» **DIRECTIONS**:
(a) Decide whether each statement agrees with the chicken masala recipe below. Answer yes or no for each, and quote the recipe's deciding words. (i) The recipe makes one serving. (ii) The chicken is simmered in a tomato and cream sauce. (iii) The onion is sautéed until translucent.
(b) Shorten the paragraph of the chicken masala recipe below that begins "Tender chicken breast simmered", and keep its main facts.
(c) Carry on the chicken masala recipe below from its last sentence.

» **EXERCISE TEXT**:
Segment Open
Creamy Spiced Chicken Masala with Basmati

This is an example of a meal that Solin would create to include in your personalized meal plan.

Creamy Spiced Chicken Masala with Basmati

YOUR SOLIN GENERATED RECIPE

Creamy Spiced Chicken Masala with Basmati

Tender chicken breast simmered in a velvety tomato and coconut milk sauce, served over fluffy basmati rice for a fragrant and warming meal.

NUTRITION

391kcal
Protein
36.0g
Fat
11.8g
Carbs
35.6g

SERVINGS

1 serving

INGREDIENTS

5 oz chicken breast

0.5 cup cooked basmati rice

0.25 cup tomato puree

1 tbsp full-fat coconut milk

1 tsp ghee

0.25 cup yellow onion

1 clove garlic

0.5 tsp fresh ginger

0.5 tsp garam masala

0.25 tsp turmeric

0.25 tsp cumin

0.25 tsp sea salt

0.25 tsp black pepper

1 tbsp fresh cilantro

PREPARATION

  • 1

    Heat the ghee in a large skillet over medium-high heat until shimmering.

  • 2

    Add the diced yellow onion and sauté until translucent and slightly golden at the edges.
Segment Closed
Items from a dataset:
Segment Open
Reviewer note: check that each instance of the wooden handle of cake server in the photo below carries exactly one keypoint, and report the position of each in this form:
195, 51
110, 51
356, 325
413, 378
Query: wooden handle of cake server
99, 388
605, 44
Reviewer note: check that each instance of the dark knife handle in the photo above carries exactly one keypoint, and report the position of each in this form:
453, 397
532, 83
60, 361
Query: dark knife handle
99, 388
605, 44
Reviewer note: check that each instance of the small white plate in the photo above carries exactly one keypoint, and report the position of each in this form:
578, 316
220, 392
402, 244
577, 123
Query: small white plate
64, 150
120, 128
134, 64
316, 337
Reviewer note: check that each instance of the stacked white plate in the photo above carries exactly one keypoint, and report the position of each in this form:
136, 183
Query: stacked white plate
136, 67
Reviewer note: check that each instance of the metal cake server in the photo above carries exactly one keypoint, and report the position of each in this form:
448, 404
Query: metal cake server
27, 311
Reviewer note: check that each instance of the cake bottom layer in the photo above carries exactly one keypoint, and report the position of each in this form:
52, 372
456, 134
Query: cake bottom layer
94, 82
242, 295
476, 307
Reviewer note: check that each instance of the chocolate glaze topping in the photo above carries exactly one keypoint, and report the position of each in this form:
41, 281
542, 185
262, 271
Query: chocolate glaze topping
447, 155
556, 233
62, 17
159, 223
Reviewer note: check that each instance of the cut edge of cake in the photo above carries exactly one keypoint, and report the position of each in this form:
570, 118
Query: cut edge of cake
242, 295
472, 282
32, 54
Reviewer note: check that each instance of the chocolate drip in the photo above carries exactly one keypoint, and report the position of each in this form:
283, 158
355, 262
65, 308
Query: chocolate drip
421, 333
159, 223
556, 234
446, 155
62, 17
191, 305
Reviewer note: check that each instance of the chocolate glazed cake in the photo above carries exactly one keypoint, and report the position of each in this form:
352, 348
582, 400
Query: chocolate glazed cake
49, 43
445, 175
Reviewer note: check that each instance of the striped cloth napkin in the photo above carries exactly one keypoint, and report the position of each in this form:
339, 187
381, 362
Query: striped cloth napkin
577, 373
Segment Closed
Segment Open
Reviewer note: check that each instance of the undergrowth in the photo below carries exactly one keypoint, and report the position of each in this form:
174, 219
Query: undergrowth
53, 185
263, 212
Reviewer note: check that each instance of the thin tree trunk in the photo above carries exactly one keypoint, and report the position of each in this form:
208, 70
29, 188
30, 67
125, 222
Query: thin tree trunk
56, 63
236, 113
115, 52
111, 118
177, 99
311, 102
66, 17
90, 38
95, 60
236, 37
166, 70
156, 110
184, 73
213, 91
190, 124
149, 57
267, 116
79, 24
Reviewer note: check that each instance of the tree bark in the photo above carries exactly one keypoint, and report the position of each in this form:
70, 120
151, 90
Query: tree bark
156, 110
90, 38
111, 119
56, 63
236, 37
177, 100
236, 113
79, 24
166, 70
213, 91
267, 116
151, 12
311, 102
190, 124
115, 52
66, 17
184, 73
Segment Closed
» **RESPONSES**:
(a)
(i) Yes: "1 serving"
(ii) No: "simmered in a velvety tomato and coconut milk sauce"
(iii) Yes: "sauté until translucent and slightly golden at the edges"

(b) Chicken breast simmered in a tomato and coconut milk sauce and served over basmati rice.

(c)
  • 3

    Add the cubed chicken breast to the pan and cook for 4-5 minutes until browned on all sides.

  • 4

    Stir in the minced garlic, grated fresh ginger, garam masala, turmeric, cumin, sea salt, and black pepper, toasting the spices for one minute until fragrant.

  • 5

    Pour in the tomato puree and reduce heat to low, simmering for 8-10 minutes until the chicken is cooked through and the sauce has thickened.

  • 6

    Stir in the full-fat coconut milk to create a rich, creamy consistency and heat through for one minute.

  • 7

    Serve the chicken masala over the warm, cooked basmati rice and garnish with chopped fresh cilantro.